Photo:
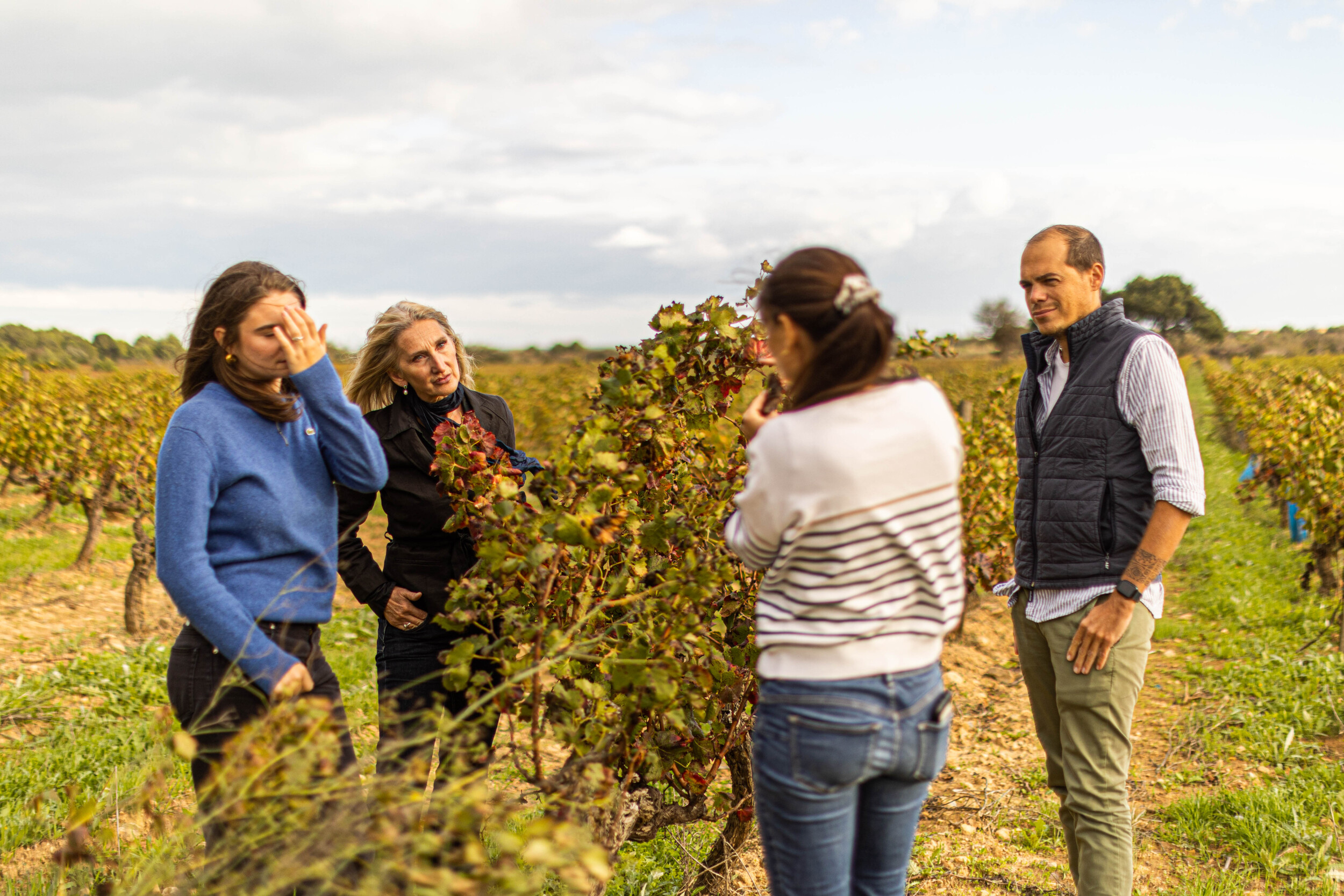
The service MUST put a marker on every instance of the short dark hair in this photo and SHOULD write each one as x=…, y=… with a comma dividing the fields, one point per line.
x=1084, y=246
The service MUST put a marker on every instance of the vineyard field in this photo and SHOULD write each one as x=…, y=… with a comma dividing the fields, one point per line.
x=1237, y=778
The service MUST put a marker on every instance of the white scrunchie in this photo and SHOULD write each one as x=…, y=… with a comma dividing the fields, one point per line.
x=855, y=291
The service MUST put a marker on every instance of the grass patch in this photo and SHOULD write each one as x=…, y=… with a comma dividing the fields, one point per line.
x=1289, y=828
x=106, y=711
x=57, y=544
x=73, y=726
x=666, y=863
x=1270, y=698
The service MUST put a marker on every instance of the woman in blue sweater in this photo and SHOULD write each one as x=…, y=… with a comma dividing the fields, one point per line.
x=246, y=508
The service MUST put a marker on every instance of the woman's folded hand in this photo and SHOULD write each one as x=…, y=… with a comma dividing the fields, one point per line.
x=756, y=417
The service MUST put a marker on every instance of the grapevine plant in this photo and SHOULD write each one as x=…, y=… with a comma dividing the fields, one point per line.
x=621, y=623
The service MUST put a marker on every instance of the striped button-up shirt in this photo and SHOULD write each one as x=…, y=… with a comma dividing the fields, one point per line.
x=1151, y=393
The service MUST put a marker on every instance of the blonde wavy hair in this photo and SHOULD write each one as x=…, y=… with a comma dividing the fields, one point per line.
x=370, y=382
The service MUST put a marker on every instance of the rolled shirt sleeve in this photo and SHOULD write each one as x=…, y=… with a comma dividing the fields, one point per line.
x=1154, y=399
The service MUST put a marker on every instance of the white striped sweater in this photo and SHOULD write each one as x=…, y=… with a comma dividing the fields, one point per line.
x=851, y=507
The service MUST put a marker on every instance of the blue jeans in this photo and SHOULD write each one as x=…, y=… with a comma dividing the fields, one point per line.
x=842, y=770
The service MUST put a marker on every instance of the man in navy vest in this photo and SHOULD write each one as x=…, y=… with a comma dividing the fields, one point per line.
x=1108, y=478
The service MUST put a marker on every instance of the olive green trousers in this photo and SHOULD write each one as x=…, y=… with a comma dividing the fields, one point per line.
x=1084, y=723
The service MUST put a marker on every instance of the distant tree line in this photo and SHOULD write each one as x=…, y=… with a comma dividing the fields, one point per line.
x=1166, y=304
x=62, y=350
x=533, y=355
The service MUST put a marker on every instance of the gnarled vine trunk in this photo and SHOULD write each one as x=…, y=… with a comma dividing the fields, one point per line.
x=141, y=567
x=717, y=872
x=45, y=512
x=95, y=513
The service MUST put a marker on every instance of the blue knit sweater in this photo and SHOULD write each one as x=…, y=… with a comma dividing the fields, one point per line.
x=245, y=516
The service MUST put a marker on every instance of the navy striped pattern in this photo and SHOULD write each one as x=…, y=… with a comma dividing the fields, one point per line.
x=878, y=572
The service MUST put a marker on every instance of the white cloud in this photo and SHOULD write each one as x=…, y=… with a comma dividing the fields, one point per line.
x=1300, y=30
x=928, y=10
x=632, y=237
x=832, y=31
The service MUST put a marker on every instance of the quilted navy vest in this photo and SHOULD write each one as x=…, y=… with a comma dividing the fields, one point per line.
x=1085, y=492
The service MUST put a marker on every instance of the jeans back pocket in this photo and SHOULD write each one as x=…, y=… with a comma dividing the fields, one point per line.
x=933, y=735
x=831, y=755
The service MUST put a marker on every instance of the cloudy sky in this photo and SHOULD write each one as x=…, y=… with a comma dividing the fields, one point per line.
x=554, y=170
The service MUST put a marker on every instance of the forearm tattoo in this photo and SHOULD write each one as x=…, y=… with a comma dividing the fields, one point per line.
x=1144, y=567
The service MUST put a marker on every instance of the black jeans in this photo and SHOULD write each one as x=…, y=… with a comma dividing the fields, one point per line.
x=412, y=691
x=214, y=715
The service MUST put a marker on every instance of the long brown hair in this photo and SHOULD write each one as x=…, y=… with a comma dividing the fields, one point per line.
x=370, y=383
x=226, y=304
x=853, y=348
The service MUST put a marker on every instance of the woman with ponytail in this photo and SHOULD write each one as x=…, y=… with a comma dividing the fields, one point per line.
x=851, y=510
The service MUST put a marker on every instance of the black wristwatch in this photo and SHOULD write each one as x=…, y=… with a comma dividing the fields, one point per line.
x=1128, y=590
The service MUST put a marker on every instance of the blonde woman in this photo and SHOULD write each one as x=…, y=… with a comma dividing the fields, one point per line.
x=412, y=375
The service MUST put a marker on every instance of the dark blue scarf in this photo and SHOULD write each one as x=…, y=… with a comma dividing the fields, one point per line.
x=432, y=414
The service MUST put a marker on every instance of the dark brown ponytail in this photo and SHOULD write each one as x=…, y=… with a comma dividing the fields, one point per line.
x=226, y=304
x=853, y=348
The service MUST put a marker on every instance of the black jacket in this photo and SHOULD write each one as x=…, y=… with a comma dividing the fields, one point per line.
x=1085, y=492
x=420, y=556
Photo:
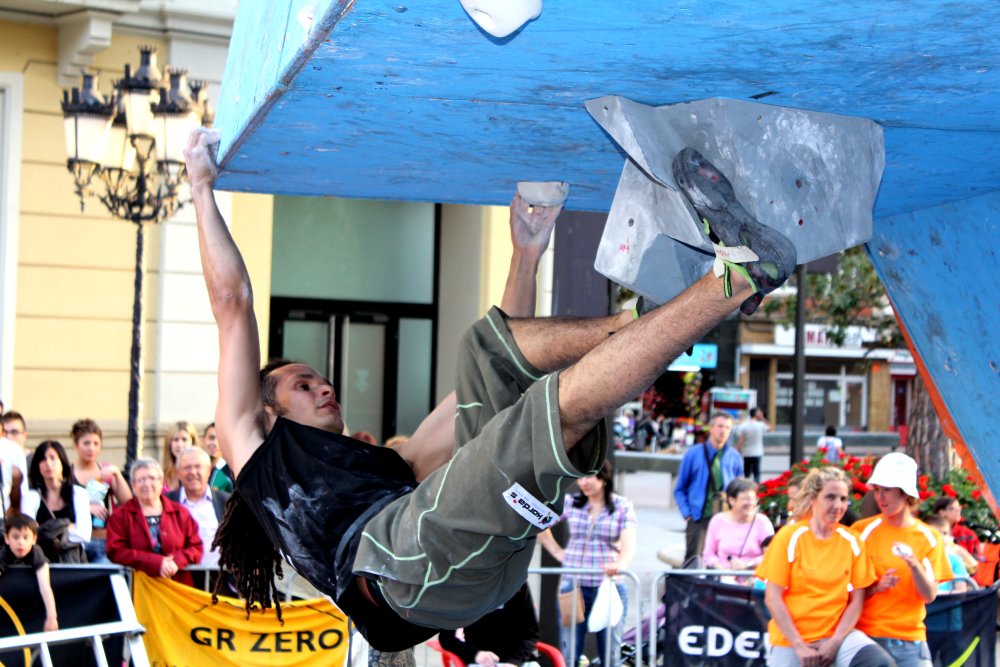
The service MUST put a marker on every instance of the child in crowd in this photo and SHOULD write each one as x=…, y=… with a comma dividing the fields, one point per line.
x=20, y=536
x=955, y=561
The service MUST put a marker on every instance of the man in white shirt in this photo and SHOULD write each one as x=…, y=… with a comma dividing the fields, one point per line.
x=204, y=504
x=14, y=468
x=751, y=443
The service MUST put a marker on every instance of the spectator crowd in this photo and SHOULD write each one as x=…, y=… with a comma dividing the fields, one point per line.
x=162, y=517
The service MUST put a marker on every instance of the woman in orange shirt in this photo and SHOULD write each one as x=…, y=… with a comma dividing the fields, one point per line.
x=816, y=572
x=909, y=560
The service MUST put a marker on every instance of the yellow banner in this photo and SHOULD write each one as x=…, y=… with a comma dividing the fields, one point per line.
x=184, y=629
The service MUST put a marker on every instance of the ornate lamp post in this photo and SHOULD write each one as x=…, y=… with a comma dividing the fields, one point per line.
x=133, y=144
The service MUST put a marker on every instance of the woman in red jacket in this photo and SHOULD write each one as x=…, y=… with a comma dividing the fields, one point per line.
x=151, y=533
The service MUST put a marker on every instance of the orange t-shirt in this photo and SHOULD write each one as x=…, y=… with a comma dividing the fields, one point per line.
x=818, y=577
x=898, y=613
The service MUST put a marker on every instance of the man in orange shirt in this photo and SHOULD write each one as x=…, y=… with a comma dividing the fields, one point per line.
x=909, y=559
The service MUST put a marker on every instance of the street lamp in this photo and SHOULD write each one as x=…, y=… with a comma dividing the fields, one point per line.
x=134, y=145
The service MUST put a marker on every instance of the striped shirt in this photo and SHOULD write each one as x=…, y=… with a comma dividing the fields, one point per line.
x=593, y=544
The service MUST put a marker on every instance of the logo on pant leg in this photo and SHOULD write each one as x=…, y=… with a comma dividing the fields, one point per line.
x=530, y=508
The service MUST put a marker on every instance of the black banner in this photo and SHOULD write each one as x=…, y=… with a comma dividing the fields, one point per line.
x=83, y=597
x=712, y=623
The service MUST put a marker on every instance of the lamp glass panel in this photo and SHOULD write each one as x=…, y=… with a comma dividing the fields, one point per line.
x=138, y=114
x=69, y=128
x=118, y=152
x=159, y=128
x=178, y=128
x=92, y=137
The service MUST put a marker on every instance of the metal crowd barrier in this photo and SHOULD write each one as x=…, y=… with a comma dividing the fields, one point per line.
x=633, y=610
x=129, y=626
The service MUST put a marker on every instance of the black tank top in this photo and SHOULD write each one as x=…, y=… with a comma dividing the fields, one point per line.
x=313, y=491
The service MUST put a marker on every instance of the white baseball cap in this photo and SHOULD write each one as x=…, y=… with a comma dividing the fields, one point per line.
x=896, y=470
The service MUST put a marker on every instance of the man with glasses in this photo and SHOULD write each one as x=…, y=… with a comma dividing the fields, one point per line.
x=13, y=463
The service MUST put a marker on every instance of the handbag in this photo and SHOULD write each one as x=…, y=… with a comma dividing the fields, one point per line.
x=607, y=608
x=571, y=606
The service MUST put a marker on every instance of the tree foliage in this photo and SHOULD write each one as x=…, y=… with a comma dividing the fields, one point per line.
x=852, y=295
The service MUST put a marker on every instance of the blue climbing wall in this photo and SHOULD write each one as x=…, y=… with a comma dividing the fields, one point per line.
x=410, y=100
x=940, y=267
x=393, y=99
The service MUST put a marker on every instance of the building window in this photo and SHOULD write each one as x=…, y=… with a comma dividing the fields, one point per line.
x=839, y=400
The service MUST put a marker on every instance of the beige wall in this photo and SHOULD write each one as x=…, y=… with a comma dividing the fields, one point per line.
x=75, y=272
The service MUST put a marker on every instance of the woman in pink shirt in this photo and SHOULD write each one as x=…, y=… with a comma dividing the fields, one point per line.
x=733, y=540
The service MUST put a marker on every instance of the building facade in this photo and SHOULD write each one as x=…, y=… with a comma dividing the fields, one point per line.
x=66, y=275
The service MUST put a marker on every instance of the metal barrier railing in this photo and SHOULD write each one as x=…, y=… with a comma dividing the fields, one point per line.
x=128, y=626
x=634, y=610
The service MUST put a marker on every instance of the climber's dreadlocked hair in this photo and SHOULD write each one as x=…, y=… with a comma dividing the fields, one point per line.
x=246, y=551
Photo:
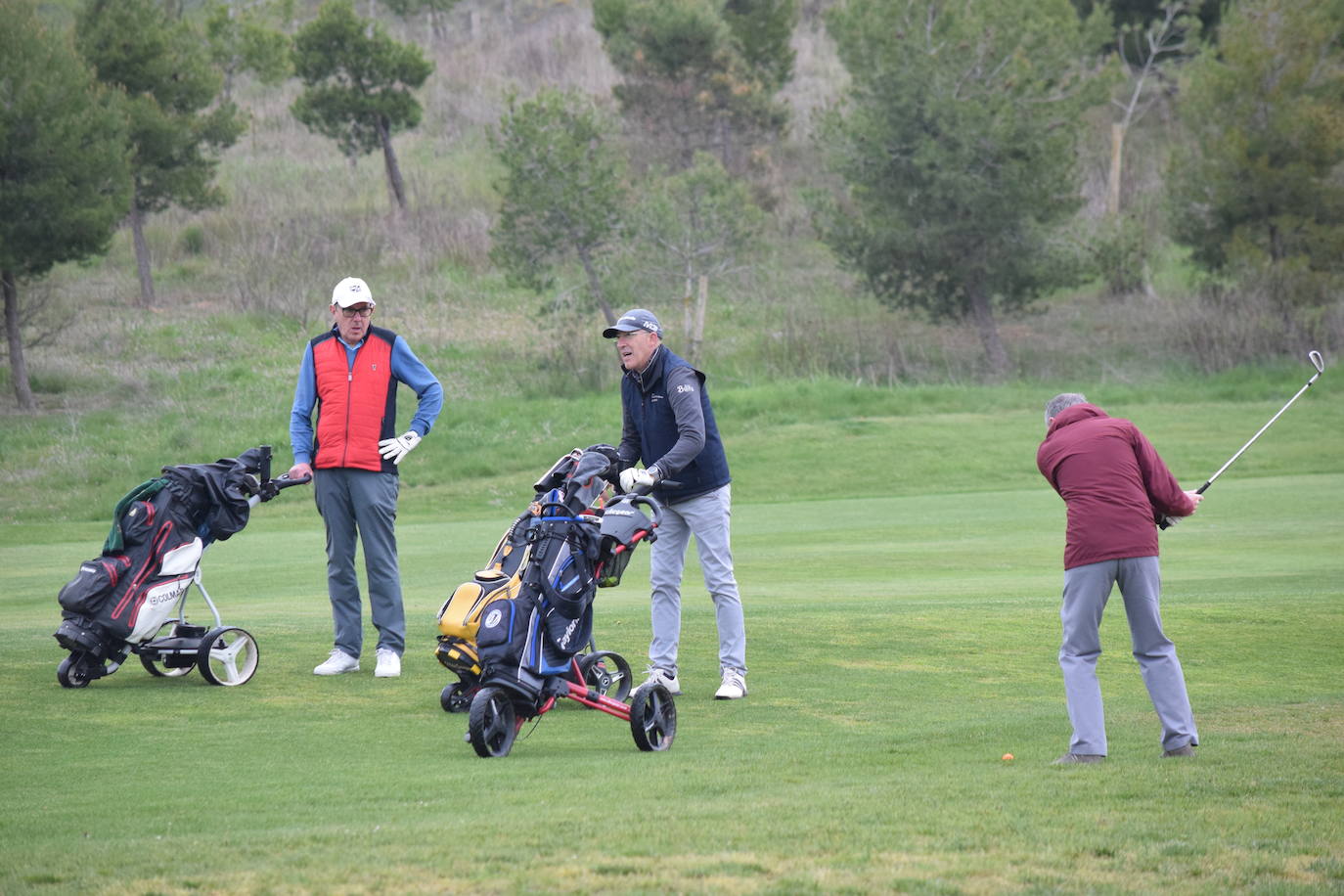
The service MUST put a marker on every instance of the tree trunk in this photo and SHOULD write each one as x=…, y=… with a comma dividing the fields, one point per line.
x=394, y=172
x=18, y=368
x=687, y=302
x=147, y=278
x=697, y=326
x=984, y=317
x=1117, y=147
x=596, y=287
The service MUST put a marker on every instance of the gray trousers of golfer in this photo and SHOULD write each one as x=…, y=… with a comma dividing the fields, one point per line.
x=362, y=504
x=704, y=516
x=1086, y=591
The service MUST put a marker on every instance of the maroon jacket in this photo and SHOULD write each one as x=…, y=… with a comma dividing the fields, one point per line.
x=1113, y=484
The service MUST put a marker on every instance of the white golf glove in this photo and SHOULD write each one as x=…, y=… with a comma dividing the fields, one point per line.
x=647, y=478
x=395, y=450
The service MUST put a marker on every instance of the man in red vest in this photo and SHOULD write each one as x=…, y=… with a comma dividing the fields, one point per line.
x=349, y=374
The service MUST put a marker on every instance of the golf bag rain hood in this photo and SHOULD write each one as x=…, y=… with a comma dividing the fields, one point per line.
x=157, y=536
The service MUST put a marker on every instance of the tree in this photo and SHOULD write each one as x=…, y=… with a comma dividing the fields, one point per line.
x=243, y=40
x=691, y=82
x=65, y=177
x=764, y=34
x=562, y=193
x=957, y=151
x=358, y=86
x=1133, y=14
x=696, y=225
x=1258, y=180
x=1172, y=35
x=176, y=129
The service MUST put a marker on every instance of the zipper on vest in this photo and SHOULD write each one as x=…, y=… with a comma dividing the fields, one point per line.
x=349, y=389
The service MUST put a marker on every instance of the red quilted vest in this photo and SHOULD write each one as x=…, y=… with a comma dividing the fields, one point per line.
x=356, y=403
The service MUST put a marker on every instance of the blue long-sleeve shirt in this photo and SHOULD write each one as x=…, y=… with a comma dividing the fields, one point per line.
x=406, y=368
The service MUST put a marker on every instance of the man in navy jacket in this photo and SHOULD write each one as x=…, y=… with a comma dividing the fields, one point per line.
x=1116, y=488
x=668, y=424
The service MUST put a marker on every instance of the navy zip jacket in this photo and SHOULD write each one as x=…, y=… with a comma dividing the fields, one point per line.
x=668, y=422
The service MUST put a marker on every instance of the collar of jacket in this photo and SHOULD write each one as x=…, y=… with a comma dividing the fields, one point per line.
x=648, y=374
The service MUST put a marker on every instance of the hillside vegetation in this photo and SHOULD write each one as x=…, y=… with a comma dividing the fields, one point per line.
x=208, y=370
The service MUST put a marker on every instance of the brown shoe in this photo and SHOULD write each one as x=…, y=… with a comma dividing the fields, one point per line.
x=1077, y=758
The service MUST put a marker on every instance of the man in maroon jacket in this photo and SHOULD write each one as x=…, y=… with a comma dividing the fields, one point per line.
x=1116, y=488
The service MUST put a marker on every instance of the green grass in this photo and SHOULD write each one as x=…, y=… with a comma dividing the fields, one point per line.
x=899, y=564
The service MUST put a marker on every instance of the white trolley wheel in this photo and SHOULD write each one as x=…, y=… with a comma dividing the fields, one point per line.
x=227, y=655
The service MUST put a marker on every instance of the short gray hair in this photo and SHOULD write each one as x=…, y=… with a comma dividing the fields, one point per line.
x=1062, y=400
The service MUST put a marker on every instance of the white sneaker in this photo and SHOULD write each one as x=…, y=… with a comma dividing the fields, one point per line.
x=388, y=664
x=663, y=677
x=337, y=664
x=734, y=686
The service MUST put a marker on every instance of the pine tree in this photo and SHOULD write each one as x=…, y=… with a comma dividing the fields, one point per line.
x=65, y=179
x=358, y=85
x=176, y=128
x=957, y=151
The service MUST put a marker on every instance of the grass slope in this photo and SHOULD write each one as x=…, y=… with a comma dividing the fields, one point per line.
x=902, y=610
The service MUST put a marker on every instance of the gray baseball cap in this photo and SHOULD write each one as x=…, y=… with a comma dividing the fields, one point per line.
x=635, y=320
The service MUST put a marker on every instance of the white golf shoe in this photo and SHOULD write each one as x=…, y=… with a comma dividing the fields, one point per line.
x=337, y=664
x=734, y=686
x=388, y=664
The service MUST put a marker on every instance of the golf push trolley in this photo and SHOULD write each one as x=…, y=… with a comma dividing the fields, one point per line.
x=519, y=636
x=121, y=602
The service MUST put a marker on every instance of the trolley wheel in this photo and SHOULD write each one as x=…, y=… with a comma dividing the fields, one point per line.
x=492, y=723
x=607, y=673
x=160, y=670
x=455, y=697
x=71, y=673
x=652, y=716
x=227, y=655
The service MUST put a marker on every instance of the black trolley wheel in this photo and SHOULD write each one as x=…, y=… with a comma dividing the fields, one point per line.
x=492, y=723
x=71, y=673
x=607, y=673
x=652, y=718
x=456, y=697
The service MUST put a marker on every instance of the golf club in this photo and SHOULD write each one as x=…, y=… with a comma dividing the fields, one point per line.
x=1319, y=363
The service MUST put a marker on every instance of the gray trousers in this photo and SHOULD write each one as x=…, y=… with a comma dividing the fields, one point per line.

____

#### Exercise brief
Reproduce word for word everything from the line containing "the black banner" down to the line containing "x=712, y=623", both lines included.

#### Finished task
The service MUST put a marker on every instance of the black banner in this photo and SHOULD write each one as x=…, y=… with a comma dividing the fields, one point per line.
x=83, y=597
x=712, y=623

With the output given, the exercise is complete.